After locating the line with "like [217, 33]." in the entries below, output it and each following line up to and including the line with "Query: leaf petiole", exactly and without pictures.

* * * *

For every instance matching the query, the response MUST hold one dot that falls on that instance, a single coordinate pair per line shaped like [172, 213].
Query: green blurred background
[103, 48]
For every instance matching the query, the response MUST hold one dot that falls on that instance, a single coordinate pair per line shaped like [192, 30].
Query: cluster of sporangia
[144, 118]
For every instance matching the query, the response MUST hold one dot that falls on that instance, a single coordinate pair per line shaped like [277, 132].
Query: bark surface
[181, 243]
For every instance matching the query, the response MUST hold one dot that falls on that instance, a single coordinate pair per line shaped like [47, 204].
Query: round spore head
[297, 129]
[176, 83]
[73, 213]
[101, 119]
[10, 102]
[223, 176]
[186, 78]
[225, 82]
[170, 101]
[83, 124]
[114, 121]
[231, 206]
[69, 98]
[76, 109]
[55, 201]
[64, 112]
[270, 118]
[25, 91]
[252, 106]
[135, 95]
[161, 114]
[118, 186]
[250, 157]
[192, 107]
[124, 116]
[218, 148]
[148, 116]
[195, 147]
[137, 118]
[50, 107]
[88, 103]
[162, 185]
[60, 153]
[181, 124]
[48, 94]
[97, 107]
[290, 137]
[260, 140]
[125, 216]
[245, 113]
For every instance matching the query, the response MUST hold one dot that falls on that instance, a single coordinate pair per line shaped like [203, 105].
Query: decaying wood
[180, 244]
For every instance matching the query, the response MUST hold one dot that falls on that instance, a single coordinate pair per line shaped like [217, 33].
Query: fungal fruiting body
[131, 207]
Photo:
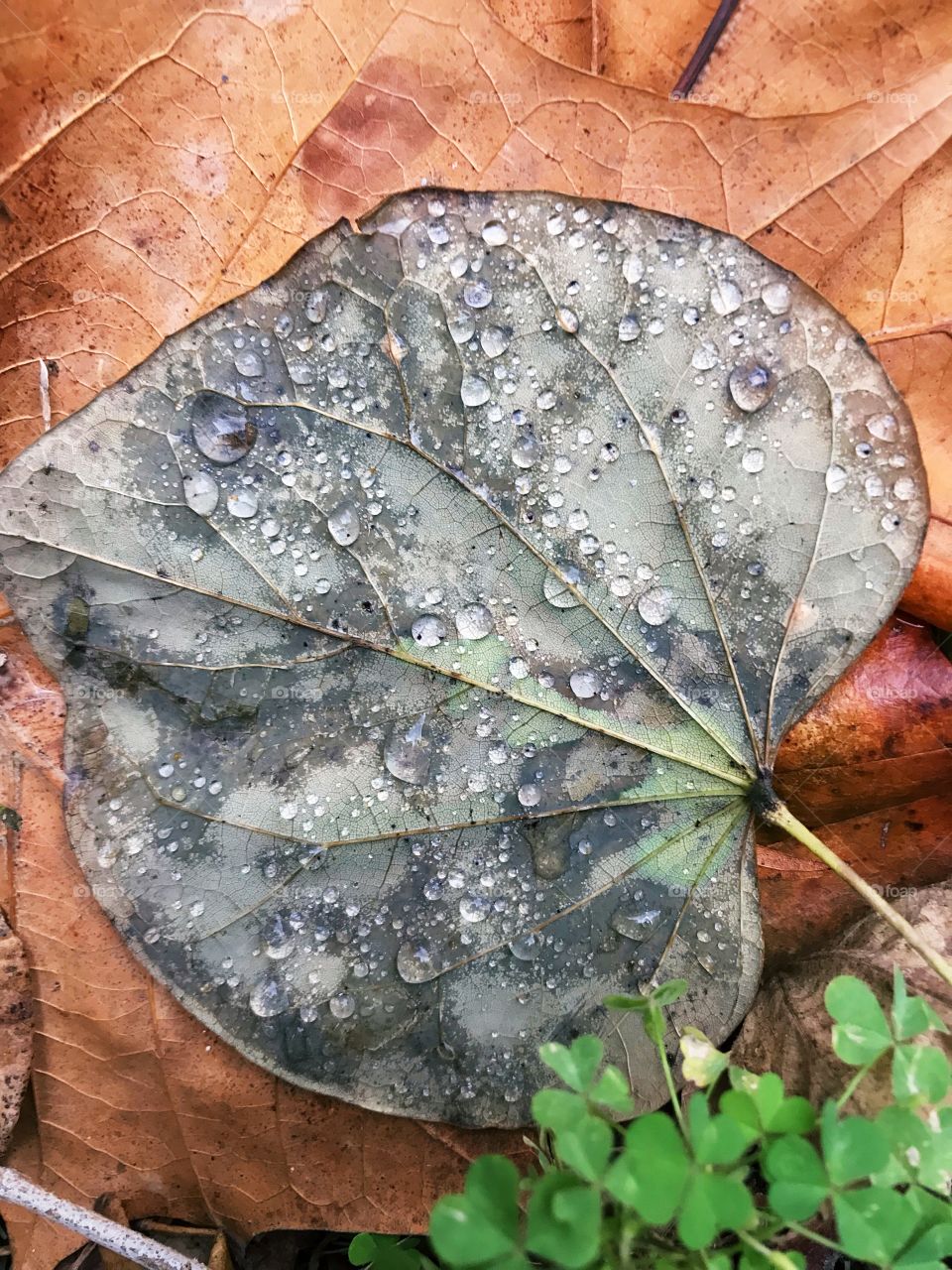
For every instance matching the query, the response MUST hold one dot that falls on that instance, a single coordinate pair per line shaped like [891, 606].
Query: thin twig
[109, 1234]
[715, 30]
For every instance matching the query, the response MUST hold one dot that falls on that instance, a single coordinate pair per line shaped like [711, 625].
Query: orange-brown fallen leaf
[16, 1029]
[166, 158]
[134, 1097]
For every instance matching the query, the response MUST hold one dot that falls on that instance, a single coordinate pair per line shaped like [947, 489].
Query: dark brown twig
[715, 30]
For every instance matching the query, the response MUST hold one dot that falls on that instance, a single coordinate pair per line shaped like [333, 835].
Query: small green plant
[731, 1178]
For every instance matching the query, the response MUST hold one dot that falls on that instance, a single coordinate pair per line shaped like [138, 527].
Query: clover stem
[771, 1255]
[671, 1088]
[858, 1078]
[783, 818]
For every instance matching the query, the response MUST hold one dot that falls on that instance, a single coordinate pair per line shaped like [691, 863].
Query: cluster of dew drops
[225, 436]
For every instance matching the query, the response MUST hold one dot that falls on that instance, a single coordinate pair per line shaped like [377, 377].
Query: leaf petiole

* * * *

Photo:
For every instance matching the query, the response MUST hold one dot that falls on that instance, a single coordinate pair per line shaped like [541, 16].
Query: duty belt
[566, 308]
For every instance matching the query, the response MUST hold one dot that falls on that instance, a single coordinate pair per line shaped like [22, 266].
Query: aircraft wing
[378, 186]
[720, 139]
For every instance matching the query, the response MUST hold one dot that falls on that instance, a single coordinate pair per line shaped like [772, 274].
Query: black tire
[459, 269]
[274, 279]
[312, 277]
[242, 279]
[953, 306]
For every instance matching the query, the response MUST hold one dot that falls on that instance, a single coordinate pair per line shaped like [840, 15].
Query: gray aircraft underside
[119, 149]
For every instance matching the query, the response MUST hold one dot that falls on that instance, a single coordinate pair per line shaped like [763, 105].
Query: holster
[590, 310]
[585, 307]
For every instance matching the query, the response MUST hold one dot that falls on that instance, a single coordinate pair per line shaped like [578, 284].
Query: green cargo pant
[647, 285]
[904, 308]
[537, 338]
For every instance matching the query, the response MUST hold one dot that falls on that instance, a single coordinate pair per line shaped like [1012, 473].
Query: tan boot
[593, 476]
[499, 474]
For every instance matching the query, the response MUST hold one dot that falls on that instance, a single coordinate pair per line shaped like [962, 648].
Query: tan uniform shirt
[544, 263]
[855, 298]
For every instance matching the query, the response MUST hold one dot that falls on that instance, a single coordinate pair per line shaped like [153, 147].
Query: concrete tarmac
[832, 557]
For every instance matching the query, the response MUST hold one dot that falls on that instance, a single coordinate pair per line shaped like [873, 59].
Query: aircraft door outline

* * * *

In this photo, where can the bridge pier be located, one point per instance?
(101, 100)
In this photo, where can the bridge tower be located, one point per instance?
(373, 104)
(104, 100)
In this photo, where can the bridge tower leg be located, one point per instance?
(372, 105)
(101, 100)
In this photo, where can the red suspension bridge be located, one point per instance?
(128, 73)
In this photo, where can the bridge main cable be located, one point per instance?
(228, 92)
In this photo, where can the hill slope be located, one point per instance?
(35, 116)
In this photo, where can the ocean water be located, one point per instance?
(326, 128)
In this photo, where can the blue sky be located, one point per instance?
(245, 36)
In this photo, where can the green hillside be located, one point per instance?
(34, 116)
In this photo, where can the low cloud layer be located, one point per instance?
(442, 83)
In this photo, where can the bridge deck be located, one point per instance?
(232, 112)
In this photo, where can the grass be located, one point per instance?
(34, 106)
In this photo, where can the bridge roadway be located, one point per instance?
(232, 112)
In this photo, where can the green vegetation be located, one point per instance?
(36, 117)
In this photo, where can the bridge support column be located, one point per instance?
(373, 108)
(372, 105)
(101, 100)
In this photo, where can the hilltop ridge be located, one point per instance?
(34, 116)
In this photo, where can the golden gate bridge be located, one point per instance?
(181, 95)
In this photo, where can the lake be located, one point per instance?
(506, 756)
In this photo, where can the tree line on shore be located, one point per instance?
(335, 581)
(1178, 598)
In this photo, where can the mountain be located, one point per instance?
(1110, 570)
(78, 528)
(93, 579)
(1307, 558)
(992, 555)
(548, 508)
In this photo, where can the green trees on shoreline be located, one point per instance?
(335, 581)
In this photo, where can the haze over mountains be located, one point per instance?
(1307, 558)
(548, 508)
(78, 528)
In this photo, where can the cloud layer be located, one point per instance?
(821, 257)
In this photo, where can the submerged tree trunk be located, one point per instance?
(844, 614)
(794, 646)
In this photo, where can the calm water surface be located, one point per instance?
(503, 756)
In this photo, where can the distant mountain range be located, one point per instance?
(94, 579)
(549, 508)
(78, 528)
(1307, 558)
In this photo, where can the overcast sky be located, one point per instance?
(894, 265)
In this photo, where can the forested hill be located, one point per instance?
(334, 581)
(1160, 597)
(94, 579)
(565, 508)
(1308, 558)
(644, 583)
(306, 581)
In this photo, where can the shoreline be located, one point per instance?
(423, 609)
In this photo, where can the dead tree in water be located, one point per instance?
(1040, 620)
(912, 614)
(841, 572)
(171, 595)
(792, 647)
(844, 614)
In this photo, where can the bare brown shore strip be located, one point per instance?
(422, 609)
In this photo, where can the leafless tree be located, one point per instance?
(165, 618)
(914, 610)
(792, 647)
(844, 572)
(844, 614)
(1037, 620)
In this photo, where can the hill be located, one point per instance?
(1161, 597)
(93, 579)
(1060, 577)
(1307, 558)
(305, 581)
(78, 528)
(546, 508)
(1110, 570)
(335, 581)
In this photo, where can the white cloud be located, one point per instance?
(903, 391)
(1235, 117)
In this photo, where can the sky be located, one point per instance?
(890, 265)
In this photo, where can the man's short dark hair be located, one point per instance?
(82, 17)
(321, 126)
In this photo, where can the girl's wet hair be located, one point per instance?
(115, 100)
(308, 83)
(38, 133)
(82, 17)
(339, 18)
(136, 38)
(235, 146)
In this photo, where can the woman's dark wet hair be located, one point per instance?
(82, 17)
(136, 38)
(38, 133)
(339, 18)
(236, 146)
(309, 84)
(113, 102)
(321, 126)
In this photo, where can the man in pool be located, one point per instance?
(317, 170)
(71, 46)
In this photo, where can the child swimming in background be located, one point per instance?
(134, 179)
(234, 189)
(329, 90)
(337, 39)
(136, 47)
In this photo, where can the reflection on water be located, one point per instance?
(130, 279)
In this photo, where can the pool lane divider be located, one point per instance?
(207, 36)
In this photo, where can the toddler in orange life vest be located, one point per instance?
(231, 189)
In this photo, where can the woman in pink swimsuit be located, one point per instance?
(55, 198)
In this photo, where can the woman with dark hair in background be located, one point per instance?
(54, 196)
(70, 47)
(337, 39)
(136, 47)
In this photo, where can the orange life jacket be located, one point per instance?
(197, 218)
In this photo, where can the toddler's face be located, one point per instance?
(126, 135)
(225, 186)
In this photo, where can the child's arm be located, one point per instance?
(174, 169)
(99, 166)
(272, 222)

* * * *

TASK ANSWER ▸
For every instance matching the query, the response MUST hold one dot that falls on that instance, a single coordinate pair per line shaped like [217, 33].
Query: fungal fruiting body
[131, 207]
Photo:
For every instance matching the query, the response MUST hold one dot that falls on that instance, a single coordinate pair per line shaped like [891, 606].
Query: thin twig
[109, 1234]
[715, 30]
For every instance matching the query, the response MUST hold one dot that falls on that instance, a single coordinate pair per line shaped like [711, 625].
Query: orange-brown fallen leaf
[16, 1029]
[166, 158]
[134, 1097]
For every instance matching the query, the response MUST hold one dot that falls on that instance, a single coordinate pair per line shaped like [947, 489].
Query: dark brown twig
[715, 30]
For every instance matching the query, the response MUST hold one dot that falls on that instance, a single coordinate pair per line shaped like [333, 835].
Query: small green plant
[731, 1178]
For every instance matching the query, the response MUST hold one dot that falls on that instance, a single coordinate pair per line shaped like [138, 527].
Query: clover stem
[771, 1255]
[671, 1088]
[858, 1078]
[783, 818]
For every instance matching the query, the response MUST hold one dot that falls on that instance, a single coordinate pair per line shaped like [691, 863].
Query: cluster of dew drops
[225, 436]
For every instance matching the query, the response MUST hold one dot that falls on that instance, a single coordinate pair per line shaped like [377, 377].
Query: leaf petiole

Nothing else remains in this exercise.